**Extract provided**
While all the above are interesting possibilities to explore, I would suggest to take a step back and focus on the overall system. I'm not saying the LiFePO4wered/Pi+ is perfect by any means, there are definitely things that could be better and I have had to make improvements over the years, and there's always the possibility of hitting a batch of microcontrollers that exposes a flaw such as BCL12 that never popped up before. But I have been selling it for almost 6 years now, many thousands of them have been deployed by customers and many of them are used in solar power systems and this is the first time such a severe issue has been reported. The fact that you are using the external battery option definitely adds a wrinkle of uncertainty, but I know others have used this option and not seen this issue.

It is hard to beat the proximity of the on-board battery, connected through 2 oz copper pours is provides a rock solid power supply, and the decoupling caps etc were designed around this. If you use an external battery it's extremely important to use short thick gauge (I would say 12 AWG or better) wiring. I admit one of the flaws on the /Pi+ is that the BAT+/- are way too small to accommodate such wiring, I usually recommend soldering thick wire to their surface instead of going through the holes. Another possibility is to add a bulk electrolytic cap to the BAT+/- pads in addition to the wiring. I hope to improve this use case in a future product. But your problem description above definitely makes me suspect power brownout when the load is switched.

**Data section**
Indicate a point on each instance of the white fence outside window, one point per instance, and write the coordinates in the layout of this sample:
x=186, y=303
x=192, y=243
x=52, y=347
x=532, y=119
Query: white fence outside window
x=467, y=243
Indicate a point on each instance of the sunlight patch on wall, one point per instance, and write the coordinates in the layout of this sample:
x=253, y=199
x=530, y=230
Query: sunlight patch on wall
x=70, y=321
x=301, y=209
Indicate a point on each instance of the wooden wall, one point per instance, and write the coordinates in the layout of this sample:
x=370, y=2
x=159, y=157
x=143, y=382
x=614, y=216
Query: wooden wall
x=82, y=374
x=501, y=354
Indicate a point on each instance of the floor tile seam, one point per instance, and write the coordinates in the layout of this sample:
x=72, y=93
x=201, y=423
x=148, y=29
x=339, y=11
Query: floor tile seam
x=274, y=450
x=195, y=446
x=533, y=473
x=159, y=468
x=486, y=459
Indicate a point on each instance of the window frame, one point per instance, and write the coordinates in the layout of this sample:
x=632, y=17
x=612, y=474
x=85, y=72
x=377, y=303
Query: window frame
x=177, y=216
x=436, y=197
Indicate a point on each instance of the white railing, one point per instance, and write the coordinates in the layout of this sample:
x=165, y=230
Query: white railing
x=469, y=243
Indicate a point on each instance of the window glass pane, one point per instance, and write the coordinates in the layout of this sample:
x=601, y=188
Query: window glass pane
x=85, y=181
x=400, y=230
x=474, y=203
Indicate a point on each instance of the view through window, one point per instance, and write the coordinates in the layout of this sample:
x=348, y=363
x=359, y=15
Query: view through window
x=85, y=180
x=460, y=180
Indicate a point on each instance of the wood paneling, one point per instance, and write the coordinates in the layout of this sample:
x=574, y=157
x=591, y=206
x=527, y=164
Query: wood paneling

**Exercise objective**
In the forum post about the LiFePO4wered/Pi+, what wire gauge is recommended when using an external battery? The listing above isn't needed here.

**Final result**
12 AWG or better, in short, thick runs.